> [Task brief] Put the lines of the data below, from the line containing "Exercise. Point out every instance of the lamp post" through the line containing "x=449, y=689", inclusive, into a Markdown table with the columns Number and Entry. Give each line its own numbered row, and omit any blank lines.

--- begin Data excerpts ---

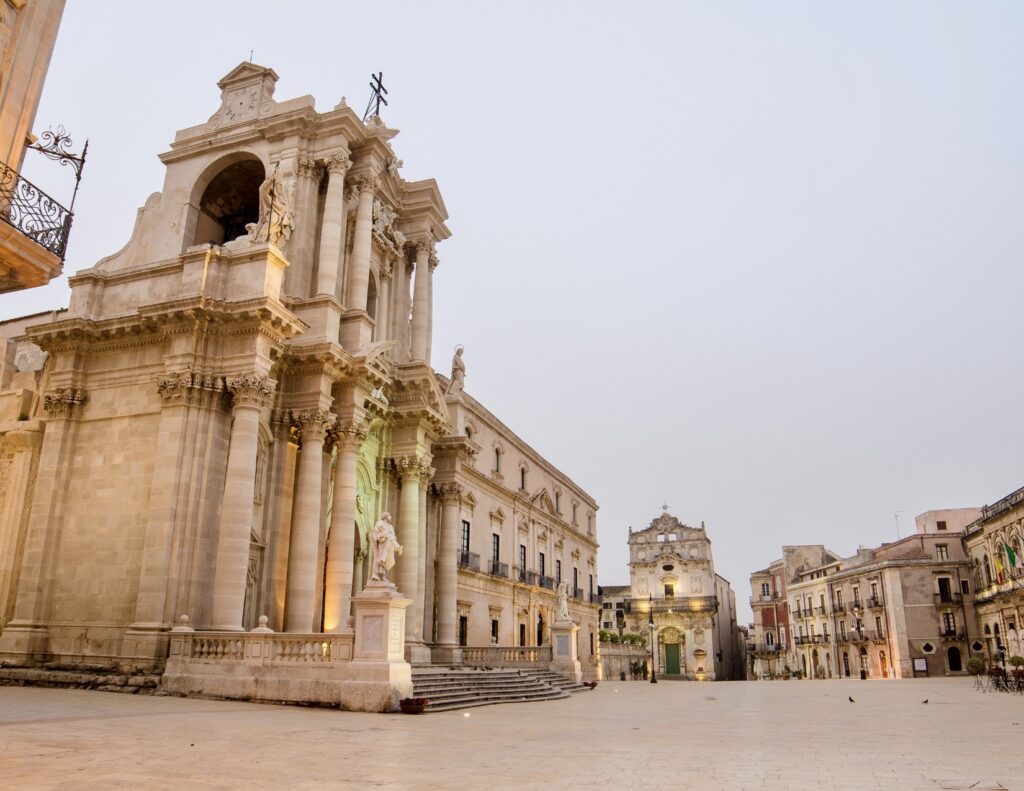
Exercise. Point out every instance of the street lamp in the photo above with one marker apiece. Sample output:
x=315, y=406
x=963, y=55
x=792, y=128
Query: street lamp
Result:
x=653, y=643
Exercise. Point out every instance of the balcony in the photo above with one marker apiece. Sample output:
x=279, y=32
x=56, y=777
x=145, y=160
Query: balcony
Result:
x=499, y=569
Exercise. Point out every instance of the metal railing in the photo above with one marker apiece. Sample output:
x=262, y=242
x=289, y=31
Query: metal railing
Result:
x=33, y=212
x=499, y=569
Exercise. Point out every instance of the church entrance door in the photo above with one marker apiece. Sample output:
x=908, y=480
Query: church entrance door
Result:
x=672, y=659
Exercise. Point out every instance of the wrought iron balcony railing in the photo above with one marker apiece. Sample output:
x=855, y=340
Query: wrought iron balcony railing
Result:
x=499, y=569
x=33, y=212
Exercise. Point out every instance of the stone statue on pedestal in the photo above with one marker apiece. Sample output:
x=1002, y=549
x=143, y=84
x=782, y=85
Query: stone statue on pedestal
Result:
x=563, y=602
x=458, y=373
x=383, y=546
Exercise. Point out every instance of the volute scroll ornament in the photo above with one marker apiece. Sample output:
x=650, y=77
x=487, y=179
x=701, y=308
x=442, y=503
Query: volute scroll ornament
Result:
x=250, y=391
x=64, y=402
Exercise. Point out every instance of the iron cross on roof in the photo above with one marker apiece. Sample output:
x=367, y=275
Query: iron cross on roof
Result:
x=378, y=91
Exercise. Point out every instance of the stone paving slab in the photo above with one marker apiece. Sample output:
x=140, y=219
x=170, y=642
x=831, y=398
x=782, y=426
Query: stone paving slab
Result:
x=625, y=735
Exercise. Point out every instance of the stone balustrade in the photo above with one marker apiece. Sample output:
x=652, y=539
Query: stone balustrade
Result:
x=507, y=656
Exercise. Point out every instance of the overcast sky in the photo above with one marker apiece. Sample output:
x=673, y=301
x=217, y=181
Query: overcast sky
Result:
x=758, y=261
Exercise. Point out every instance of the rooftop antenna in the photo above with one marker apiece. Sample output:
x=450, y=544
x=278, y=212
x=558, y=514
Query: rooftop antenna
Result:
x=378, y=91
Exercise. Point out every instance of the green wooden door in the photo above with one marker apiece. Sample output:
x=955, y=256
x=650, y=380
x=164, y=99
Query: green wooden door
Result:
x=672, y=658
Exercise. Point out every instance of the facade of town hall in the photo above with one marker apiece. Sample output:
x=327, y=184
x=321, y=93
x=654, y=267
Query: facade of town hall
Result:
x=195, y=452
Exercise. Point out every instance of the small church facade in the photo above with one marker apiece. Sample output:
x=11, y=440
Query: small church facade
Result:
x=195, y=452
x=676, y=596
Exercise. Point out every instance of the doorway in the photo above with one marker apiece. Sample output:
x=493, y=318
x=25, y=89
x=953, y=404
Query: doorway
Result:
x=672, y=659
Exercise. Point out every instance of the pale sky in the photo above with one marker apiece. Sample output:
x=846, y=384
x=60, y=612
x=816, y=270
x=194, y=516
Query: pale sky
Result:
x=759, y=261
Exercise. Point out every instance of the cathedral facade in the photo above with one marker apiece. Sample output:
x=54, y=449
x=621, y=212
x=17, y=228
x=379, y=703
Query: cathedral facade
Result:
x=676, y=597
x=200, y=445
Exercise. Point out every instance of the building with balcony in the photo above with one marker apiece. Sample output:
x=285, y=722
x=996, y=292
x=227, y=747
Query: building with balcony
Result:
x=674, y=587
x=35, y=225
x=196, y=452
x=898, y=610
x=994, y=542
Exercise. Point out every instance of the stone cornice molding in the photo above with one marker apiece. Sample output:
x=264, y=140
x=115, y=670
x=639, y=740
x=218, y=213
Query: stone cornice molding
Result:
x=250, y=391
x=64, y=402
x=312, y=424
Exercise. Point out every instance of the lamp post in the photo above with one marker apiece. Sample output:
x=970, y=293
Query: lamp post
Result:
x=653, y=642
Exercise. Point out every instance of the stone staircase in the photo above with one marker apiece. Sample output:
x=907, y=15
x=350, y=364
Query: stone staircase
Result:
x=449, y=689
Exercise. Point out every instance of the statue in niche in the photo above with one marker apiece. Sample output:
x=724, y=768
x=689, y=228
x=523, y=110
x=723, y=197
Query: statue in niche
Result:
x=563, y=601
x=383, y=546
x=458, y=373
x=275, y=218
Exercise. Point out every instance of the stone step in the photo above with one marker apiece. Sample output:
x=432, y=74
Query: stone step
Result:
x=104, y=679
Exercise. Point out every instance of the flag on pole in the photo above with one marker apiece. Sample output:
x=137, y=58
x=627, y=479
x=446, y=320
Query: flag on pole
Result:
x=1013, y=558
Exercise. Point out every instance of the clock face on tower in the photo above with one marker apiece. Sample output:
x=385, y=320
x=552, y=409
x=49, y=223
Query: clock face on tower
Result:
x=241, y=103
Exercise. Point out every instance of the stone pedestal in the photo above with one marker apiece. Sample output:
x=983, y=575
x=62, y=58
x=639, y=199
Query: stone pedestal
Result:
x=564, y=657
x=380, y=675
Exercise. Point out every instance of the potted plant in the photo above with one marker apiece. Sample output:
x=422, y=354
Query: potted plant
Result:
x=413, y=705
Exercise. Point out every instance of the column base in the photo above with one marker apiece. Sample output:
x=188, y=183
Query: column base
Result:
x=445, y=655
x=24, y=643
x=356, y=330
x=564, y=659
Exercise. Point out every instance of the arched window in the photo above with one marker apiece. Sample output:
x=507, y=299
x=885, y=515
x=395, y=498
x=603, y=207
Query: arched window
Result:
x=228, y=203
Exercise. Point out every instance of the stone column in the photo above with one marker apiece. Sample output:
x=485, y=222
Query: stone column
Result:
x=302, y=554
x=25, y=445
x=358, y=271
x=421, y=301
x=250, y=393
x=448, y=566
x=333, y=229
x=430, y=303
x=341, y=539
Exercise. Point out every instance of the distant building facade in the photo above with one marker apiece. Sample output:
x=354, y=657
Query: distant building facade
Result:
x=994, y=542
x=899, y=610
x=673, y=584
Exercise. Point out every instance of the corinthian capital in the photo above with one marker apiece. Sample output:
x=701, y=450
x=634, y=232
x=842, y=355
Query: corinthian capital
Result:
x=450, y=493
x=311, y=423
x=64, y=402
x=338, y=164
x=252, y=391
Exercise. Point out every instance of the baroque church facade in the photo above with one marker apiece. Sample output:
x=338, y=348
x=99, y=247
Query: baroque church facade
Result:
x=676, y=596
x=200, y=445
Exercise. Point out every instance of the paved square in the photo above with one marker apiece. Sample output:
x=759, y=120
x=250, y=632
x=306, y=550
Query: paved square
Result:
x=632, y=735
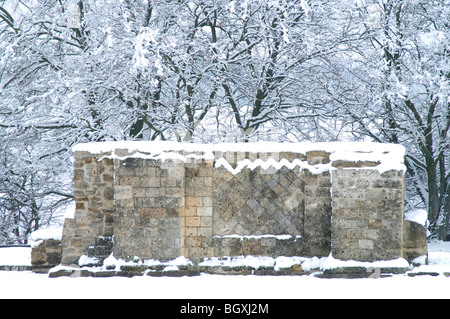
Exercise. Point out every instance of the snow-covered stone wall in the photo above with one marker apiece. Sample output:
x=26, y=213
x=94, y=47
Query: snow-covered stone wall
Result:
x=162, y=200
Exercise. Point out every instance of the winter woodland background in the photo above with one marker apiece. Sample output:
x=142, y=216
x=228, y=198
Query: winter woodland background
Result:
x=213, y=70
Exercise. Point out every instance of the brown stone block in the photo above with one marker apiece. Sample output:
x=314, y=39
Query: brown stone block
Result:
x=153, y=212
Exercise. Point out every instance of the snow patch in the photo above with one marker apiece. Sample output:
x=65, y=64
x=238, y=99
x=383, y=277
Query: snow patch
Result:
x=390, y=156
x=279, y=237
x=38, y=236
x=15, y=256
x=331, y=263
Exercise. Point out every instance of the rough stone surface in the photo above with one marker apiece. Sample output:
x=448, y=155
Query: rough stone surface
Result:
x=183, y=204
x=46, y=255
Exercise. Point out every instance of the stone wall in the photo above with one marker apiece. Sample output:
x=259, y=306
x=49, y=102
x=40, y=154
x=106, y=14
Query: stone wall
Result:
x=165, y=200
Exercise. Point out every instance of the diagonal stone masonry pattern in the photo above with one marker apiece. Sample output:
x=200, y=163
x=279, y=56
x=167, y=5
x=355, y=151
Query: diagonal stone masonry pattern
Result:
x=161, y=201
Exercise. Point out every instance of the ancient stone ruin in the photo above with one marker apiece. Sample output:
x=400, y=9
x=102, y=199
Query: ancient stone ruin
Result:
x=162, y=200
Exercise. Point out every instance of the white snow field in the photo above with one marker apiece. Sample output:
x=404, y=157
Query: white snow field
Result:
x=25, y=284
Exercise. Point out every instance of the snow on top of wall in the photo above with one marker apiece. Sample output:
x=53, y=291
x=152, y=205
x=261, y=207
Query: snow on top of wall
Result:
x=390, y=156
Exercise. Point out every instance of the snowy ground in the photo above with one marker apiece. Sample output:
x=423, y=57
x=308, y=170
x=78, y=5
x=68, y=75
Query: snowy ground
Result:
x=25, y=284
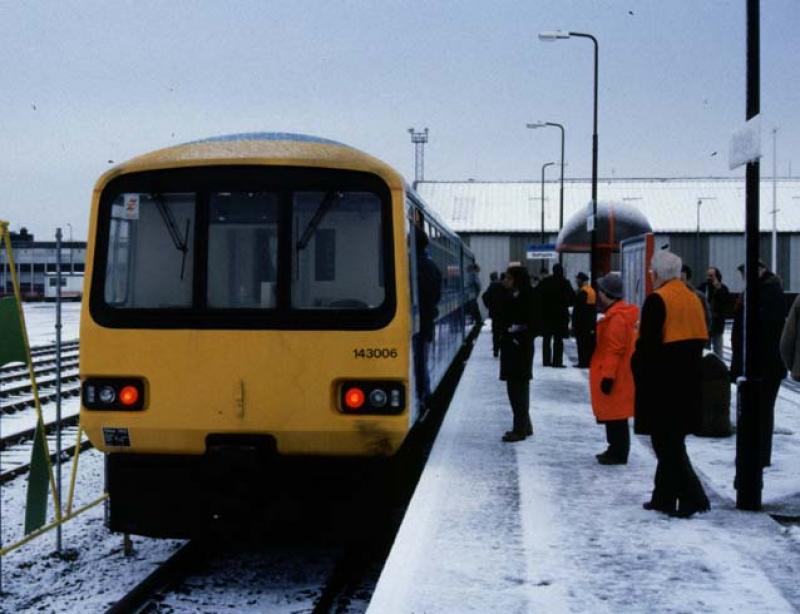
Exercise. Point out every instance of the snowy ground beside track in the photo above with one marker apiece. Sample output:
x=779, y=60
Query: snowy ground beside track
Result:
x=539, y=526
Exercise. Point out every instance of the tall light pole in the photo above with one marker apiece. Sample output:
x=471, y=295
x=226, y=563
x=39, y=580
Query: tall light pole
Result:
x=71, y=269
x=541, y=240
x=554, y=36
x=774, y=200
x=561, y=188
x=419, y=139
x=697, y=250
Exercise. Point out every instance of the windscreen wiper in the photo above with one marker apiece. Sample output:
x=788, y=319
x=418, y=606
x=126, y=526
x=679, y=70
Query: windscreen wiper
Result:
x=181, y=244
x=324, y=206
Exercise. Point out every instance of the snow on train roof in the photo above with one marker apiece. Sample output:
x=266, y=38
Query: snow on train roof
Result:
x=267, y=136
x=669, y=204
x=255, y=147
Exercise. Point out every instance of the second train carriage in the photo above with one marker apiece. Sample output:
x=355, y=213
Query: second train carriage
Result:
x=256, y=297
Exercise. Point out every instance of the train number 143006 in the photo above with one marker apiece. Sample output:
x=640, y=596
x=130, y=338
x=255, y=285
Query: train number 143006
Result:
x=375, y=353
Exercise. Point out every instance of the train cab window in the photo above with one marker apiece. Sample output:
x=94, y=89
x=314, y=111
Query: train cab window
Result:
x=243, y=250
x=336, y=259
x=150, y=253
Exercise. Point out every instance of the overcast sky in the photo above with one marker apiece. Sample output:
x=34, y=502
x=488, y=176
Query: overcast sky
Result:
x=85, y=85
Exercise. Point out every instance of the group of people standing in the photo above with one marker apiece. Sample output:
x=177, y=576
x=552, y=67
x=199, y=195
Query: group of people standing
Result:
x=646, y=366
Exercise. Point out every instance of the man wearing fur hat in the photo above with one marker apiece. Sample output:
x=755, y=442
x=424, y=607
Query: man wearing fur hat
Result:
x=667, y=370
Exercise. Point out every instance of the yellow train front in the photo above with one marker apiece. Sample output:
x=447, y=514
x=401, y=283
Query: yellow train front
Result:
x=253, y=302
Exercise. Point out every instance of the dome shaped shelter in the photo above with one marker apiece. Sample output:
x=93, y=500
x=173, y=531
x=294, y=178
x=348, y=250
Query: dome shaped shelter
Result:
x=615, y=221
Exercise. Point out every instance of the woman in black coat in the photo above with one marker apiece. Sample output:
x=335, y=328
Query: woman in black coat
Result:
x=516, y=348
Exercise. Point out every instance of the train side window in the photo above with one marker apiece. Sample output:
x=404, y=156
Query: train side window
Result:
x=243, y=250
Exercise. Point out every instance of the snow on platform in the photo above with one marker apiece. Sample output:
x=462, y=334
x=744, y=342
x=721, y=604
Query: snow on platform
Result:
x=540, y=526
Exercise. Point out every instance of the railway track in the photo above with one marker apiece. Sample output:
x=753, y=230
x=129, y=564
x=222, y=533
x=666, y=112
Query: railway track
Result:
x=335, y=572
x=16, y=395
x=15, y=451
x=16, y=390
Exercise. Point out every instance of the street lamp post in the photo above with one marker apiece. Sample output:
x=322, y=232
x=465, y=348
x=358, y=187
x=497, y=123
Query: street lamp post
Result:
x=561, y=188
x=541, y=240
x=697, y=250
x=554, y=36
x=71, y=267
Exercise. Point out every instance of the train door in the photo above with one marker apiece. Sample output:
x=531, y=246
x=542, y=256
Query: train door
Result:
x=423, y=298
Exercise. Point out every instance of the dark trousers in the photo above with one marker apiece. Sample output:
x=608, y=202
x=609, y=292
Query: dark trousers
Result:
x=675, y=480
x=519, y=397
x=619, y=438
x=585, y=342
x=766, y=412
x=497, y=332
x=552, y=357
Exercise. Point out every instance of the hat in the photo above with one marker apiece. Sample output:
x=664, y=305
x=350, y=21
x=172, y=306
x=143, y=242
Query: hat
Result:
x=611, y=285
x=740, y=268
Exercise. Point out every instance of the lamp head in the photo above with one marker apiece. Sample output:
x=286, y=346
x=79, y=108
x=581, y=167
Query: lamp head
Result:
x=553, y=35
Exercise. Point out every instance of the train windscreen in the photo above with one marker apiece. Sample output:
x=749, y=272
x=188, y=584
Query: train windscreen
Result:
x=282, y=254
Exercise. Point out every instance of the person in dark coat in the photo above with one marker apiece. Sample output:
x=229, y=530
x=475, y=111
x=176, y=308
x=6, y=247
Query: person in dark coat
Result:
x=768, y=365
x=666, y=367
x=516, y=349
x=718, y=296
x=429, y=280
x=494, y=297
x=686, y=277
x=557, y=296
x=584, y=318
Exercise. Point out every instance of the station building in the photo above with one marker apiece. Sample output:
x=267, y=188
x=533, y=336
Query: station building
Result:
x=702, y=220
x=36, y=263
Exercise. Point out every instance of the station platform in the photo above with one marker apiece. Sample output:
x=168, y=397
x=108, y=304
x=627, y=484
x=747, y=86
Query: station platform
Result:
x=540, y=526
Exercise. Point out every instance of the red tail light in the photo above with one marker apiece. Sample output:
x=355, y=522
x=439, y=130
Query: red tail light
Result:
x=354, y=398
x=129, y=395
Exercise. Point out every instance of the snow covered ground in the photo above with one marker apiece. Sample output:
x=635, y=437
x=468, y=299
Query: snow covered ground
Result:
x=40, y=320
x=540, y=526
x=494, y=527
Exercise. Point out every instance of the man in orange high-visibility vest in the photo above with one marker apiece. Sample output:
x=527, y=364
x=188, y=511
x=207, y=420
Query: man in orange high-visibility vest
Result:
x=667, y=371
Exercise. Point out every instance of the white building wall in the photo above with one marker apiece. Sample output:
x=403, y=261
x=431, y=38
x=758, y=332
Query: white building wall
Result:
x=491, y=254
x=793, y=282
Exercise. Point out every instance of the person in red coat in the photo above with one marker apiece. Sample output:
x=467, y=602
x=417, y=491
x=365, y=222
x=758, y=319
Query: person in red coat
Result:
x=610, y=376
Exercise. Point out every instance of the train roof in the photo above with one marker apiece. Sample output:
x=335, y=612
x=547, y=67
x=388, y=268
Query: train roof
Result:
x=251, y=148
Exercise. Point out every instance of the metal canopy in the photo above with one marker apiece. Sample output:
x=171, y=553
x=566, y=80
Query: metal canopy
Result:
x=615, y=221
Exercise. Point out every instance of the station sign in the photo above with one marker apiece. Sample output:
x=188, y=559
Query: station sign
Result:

--- end Data excerpts ---

> [Answer for this exercise]
| Number | Entry |
|---|---|
| 1 | Exercise. Point out every instance of the lamp post in the photo above with one marker apiece. Sample output: |
| 2 | x=970, y=293 |
| 3 | Query: lamp post |
| 4 | Result: |
| 5 | x=653, y=642 |
| 6 | Exercise. Point out every instance of the stone staircase in the photo above with one marker apiece. Sample output: |
| 7 | x=907, y=15 |
| 8 | x=350, y=364 |
| 9 | Query: stone staircase |
| 10 | Result: |
| 11 | x=449, y=689 |